**TASK REQUIREMENTS**:
Write out all the entries word for word, but skip any images.
[RECORDS FOR THIS TASK — start]
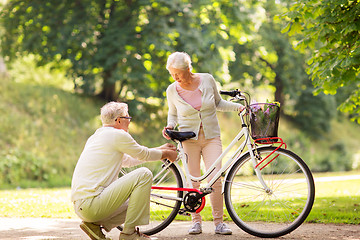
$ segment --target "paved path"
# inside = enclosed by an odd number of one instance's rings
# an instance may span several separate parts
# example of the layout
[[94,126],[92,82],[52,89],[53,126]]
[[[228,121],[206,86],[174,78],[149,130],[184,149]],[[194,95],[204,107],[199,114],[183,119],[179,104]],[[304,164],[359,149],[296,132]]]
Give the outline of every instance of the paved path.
[RECORDS FOR THIS TASK — finish]
**RESULT OF THE EXERCISE**:
$ segment --target "paved path"
# inside = enclosed by an odd number of one instance's rings
# an instance may span several separate parts
# example of the layout
[[94,126],[92,82],[52,89],[53,126]]
[[[228,121],[206,86],[174,78],[149,130],[184,149]],[[194,95],[204,107],[199,114],[183,119],[179,104]],[[304,164],[359,149],[296,132]]]
Give the outline of every instance of the paved path.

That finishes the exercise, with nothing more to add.